● **Task to complete**:
Rewrite every one of the records below, swapping "Place a dot on" for "Mark" and leaving everything else unchanged.

● **Given data**:

---

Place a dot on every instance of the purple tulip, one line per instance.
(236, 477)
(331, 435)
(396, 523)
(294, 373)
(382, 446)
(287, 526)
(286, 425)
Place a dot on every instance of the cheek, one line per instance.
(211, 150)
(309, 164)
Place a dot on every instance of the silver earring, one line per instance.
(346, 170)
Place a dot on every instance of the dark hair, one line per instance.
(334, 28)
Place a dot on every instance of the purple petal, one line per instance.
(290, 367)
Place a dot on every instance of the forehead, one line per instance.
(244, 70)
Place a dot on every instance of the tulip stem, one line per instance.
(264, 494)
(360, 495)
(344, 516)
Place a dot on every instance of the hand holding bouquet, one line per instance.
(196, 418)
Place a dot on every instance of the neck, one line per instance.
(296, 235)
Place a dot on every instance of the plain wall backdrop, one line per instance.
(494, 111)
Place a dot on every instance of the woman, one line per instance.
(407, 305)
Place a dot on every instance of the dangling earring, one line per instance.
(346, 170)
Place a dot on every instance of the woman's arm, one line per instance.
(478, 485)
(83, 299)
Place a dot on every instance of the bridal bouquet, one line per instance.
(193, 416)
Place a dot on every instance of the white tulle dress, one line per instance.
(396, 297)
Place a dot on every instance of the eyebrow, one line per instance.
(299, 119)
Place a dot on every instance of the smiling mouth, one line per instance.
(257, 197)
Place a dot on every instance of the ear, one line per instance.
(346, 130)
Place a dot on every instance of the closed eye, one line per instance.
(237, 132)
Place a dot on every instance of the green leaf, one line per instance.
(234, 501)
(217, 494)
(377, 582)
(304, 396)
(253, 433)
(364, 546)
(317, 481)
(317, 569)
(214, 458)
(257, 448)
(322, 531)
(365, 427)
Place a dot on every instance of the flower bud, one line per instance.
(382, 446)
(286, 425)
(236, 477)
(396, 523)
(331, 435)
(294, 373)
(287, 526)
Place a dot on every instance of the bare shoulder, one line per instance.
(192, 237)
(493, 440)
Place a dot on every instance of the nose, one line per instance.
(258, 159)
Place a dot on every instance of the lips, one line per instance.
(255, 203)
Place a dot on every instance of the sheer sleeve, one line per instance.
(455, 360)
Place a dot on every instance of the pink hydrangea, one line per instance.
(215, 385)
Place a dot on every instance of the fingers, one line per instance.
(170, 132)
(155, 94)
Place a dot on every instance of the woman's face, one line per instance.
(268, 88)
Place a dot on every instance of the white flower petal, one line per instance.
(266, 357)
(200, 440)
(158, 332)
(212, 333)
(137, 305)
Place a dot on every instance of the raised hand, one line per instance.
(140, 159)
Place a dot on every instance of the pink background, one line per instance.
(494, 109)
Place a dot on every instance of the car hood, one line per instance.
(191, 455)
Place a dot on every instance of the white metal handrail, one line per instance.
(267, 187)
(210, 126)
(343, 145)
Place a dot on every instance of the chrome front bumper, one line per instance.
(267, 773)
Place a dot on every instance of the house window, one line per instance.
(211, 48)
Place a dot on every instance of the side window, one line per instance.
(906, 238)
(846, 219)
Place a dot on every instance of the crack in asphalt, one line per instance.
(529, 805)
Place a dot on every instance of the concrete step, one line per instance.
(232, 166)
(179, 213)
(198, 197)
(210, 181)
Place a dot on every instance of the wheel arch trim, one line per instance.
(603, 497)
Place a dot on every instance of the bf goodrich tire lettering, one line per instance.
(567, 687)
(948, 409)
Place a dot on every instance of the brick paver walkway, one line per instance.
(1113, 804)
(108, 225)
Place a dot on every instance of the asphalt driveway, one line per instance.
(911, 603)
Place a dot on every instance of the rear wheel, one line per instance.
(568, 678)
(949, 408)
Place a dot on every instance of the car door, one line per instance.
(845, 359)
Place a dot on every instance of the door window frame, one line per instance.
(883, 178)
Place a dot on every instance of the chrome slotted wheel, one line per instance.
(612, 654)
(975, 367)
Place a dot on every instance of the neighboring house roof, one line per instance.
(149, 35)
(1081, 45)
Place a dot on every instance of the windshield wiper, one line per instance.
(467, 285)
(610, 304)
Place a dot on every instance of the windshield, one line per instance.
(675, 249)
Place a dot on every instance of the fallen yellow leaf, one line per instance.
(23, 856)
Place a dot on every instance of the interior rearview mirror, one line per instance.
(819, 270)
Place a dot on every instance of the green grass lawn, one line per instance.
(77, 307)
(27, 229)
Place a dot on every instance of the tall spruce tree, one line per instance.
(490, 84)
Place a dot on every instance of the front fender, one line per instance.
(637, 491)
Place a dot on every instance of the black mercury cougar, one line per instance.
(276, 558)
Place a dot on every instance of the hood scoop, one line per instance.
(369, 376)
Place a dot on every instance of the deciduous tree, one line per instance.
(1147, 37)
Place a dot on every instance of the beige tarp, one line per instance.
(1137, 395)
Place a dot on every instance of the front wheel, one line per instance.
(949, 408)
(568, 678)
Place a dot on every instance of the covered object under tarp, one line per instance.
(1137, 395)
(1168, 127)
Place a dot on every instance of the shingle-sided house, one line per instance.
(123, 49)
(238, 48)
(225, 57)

---

● **Task result**:
Mark every instance of the purple tulip, one line per instance.
(236, 477)
(331, 435)
(396, 523)
(294, 373)
(382, 446)
(287, 526)
(286, 425)
Mark every instance of the cheek, one line per instance.
(211, 150)
(309, 164)
Mark every instance of the silver earring, one line per instance.
(346, 170)
Mark every instance of the dark hair, one line per instance.
(334, 28)
Mark every instance of the purple petal, one line per instance.
(290, 367)
Mark every instance of the forehead, one line per instance.
(244, 70)
Mark every instance of the tulip stem, one line per instance.
(264, 494)
(360, 495)
(344, 516)
Mark every instance of the hand holding bouquet, one line per instance.
(196, 418)
Mark every instance of the neck, one line per instance.
(296, 235)
Mark every instance of the plain wall backdrop, one line per instance.
(494, 111)
Mark every instance of the woman, one line per instance.
(407, 305)
Mark every instance of the dangling earring, one line per instance.
(346, 170)
Mark every instance of the woman's arm, one line per instance.
(478, 485)
(83, 299)
Mark every instance of the bridal bouquet, one line per instance.
(193, 416)
Mark every instance of the white tulle dress, one line per instance.
(396, 297)
Mark every instance of the eyebrow, one line per instance.
(299, 119)
Mark every instance of the smiling mouth, one line per instance.
(257, 197)
Mark every instance of the ear, one line per instance.
(346, 130)
Mark every instance of the closed eye, one line per instance.
(237, 132)
Mark every instance of the green leaf, one line per instance.
(234, 501)
(217, 494)
(377, 582)
(304, 396)
(253, 433)
(364, 546)
(317, 481)
(317, 569)
(214, 458)
(257, 448)
(322, 531)
(365, 427)
Mark every instance of the flower bud, one line per instance.
(382, 446)
(286, 425)
(236, 477)
(396, 523)
(331, 435)
(294, 373)
(287, 526)
Mark every instance of the bare shoulder, one line per instance.
(192, 237)
(493, 440)
Mark every instance of the nose, one line per instance.
(258, 159)
Mark every instance of the lips, one line per instance.
(255, 203)
Mark every instance of the sheer sleeve, one line per instance.
(455, 360)
Mark every instance of the pink hydrangea, one line per instance.
(215, 385)
Mark every instance of the fingers, one line per instance.
(170, 132)
(155, 94)
Mark every instance of the woman's face, one line per instance.
(268, 88)
Mark every instance of the white flower petal, one line per instance.
(266, 357)
(200, 440)
(158, 332)
(212, 333)
(137, 305)
Mark every instance of the raised hand, one line per instance.
(140, 159)
Mark every instance of the pink background, one line per instance.
(494, 109)
Mark every instance of the car hood, one line per instance.
(191, 455)
Mark every instance of the white metal handrail, one line per instance.
(267, 187)
(210, 126)
(343, 145)
Mark every instance of the chrome front bumper, one line per instance.
(267, 773)
Mark every instance of the house window, one line per instance.
(211, 48)
Mark every instance of the side window, one line per instance.
(906, 238)
(846, 219)
Mark every instance of the crack in asphalt, one line per instance.
(529, 805)
Mark every instance of the concrete step, one line per instance.
(232, 166)
(179, 213)
(198, 197)
(210, 181)
Mark every instance of the wheel arch trim, one line per instance.
(603, 497)
Mark every instance of the bf goodrich tire lettering, one line per instance.
(567, 687)
(948, 409)
Mark every instance of the brick paver walkway, one line per instance.
(1113, 804)
(108, 225)
Mark every instance of the asphalt driveway, one line per instance.
(911, 603)
Mark every instance of the rear wheel, one line per instance.
(568, 678)
(949, 408)
Mark every instance of the car door, one line per instance.
(845, 359)
Mark every instance of the door window frame, one line per instance.
(883, 178)
Mark every instance of the chrome slotted wheel, one line per instance.
(612, 654)
(975, 367)
Mark every instance of the neighboring house roof, one line per instance.
(149, 35)
(1081, 45)
Mark every instance of the windshield wiper, one line per instance.
(467, 285)
(610, 304)
Mark every instance of the windshield, one line per instance.
(675, 249)
Mark every instance of the fallen yellow leaf, one line per instance.
(23, 856)
Mark every instance of the interior rearview mirror, one line per instance.
(819, 270)
Mark every instance of the green grass lawn, one line per instance.
(77, 307)
(27, 229)
Mark every instance of the tall spruce tree, one line per instance.
(490, 84)
Mark every instance of the front fender, one line per instance.
(637, 491)
Mark every instance of the black mercury cougar, one line per instance.
(276, 558)
Mark every instance of the hood scoop, one line per instance.
(369, 376)
Mark every instance of the deciduous tree, one line per instance.
(1147, 37)
Mark every instance of the beige tarp, one line per instance.
(1137, 395)
Mark every instance of the front wheel, one line per instance.
(949, 408)
(568, 678)
Mark every instance of the covered object under tarp, one line per instance.
(1137, 395)
(1168, 127)
Mark every instance of the shingle-sided house, one line per instance.
(123, 49)
(238, 48)
(225, 57)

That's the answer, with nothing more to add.